(Rows from a dataset)
********************

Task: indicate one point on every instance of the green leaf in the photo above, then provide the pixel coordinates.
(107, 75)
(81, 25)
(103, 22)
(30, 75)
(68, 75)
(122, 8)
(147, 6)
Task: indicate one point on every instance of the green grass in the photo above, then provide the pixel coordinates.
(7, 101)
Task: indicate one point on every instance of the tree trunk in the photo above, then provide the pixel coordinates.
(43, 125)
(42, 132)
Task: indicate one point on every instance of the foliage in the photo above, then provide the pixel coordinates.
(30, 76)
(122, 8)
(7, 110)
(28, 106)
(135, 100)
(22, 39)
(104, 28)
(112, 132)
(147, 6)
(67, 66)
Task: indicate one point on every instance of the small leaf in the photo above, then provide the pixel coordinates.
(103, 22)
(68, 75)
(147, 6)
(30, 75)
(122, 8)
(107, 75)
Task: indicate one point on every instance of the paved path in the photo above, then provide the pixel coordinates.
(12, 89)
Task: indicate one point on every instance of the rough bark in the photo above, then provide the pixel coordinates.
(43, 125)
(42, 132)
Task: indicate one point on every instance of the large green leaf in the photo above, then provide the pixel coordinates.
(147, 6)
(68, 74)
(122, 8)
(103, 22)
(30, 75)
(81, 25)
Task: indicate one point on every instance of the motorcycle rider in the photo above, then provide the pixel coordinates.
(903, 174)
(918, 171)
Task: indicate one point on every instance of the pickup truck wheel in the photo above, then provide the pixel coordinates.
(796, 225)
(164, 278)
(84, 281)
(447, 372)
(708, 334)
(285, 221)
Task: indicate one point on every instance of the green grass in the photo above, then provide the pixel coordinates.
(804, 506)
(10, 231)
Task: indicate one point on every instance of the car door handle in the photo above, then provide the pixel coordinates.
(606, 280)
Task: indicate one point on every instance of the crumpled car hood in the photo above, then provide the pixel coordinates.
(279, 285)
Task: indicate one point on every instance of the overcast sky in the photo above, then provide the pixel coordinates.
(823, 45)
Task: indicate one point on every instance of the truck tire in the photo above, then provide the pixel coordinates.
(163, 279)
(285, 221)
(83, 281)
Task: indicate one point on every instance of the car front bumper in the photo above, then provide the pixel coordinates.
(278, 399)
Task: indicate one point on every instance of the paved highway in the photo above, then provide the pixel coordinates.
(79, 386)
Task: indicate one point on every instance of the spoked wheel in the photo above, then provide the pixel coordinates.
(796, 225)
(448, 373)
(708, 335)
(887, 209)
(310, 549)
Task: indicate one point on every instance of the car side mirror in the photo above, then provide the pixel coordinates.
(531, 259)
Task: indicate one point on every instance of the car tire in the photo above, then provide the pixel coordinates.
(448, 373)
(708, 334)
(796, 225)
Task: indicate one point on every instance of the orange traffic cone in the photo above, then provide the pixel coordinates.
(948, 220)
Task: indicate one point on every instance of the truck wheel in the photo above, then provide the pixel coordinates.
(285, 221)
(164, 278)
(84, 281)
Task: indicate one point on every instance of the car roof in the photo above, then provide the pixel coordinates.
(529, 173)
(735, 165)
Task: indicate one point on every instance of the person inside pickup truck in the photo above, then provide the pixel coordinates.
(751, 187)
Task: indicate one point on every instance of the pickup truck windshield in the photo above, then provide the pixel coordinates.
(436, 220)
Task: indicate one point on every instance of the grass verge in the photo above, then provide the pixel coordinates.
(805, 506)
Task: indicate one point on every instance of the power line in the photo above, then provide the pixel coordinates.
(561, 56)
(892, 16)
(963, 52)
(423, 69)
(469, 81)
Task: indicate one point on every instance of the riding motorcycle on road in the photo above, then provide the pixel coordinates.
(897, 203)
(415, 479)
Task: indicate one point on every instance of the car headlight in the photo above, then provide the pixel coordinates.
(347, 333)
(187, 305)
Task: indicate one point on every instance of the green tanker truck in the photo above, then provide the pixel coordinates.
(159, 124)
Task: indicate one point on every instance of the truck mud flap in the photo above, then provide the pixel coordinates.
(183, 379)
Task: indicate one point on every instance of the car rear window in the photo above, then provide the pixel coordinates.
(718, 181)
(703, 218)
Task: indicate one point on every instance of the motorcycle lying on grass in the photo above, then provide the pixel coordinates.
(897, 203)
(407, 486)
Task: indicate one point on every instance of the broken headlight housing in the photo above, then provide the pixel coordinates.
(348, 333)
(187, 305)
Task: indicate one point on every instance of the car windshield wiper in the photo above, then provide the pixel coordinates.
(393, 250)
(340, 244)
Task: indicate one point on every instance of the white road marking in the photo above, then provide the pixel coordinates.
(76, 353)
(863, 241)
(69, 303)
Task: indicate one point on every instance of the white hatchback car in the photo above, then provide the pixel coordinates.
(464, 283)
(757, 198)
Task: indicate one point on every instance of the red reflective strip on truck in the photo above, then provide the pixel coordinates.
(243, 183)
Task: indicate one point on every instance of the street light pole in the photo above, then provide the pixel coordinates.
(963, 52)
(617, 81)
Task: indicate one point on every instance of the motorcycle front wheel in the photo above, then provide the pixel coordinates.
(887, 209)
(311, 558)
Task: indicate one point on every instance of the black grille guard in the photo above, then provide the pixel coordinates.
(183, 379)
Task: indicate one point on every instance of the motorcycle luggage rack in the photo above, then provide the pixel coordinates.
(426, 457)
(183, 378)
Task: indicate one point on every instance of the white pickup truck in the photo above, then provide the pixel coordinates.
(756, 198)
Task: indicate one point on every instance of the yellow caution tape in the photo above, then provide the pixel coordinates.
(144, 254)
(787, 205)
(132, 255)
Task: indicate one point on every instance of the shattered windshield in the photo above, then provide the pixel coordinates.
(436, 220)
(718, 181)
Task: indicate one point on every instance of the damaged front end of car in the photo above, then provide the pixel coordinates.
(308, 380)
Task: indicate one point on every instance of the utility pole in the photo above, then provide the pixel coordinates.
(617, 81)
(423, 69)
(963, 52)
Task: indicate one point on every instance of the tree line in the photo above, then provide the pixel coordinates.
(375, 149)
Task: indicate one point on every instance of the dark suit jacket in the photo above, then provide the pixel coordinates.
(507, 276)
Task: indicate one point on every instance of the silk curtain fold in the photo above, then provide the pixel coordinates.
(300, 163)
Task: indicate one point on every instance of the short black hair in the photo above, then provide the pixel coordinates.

********************

Beginning at the line containing "the motorcycle front", repeat each line exactly through the last line of the entries, and include no other lines.

== Answer to the exercise ==
Task: indicate one point on every instance of the motorcycle front wheel in the photo above, then provide the pixel coordinates.
(887, 209)
(311, 558)
Task: indicate one point on every instance of the black grille guard in the photo above, then provide the pixel coordinates.
(183, 379)
Task: indicate one point on every instance of the motorcycle luggage rack in the photo above, then provide the pixel coordinates.
(426, 457)
(183, 378)
Task: indicate one point on every instance of the white pickup truck in the photo above, then provide the pixel coordinates.
(756, 198)
Task: indicate one point on every instance of the yellow caution tape in the photo above, then provide the pixel coordinates.
(144, 254)
(787, 205)
(132, 255)
Task: indicate one point on every instance of the shattered windshield in the photo above, then provide the pixel coordinates.
(436, 220)
(718, 181)
Task: indicate one point on every instance of the damaged front end of car in the photo above, then provide the pixel coordinates.
(308, 380)
Task: indicate one point on every instance of the utility pole in the photo above, then provide the pixel coordinates.
(617, 81)
(423, 69)
(963, 52)
Task: indicate one point on every instance of the tree line in the photo above, then provide the pixel coordinates.
(375, 149)
Task: indicate one point on every instance of the dark suit jacket in the photo above, then provide the pixel coordinates.
(507, 276)
Task: indicate one point on every instance of the silk curtain fold in the photo above, then provide the pixel coordinates.
(300, 163)
Task: indicate one point on every instance of the short black hair in the photo above, then provide the pixel coordinates.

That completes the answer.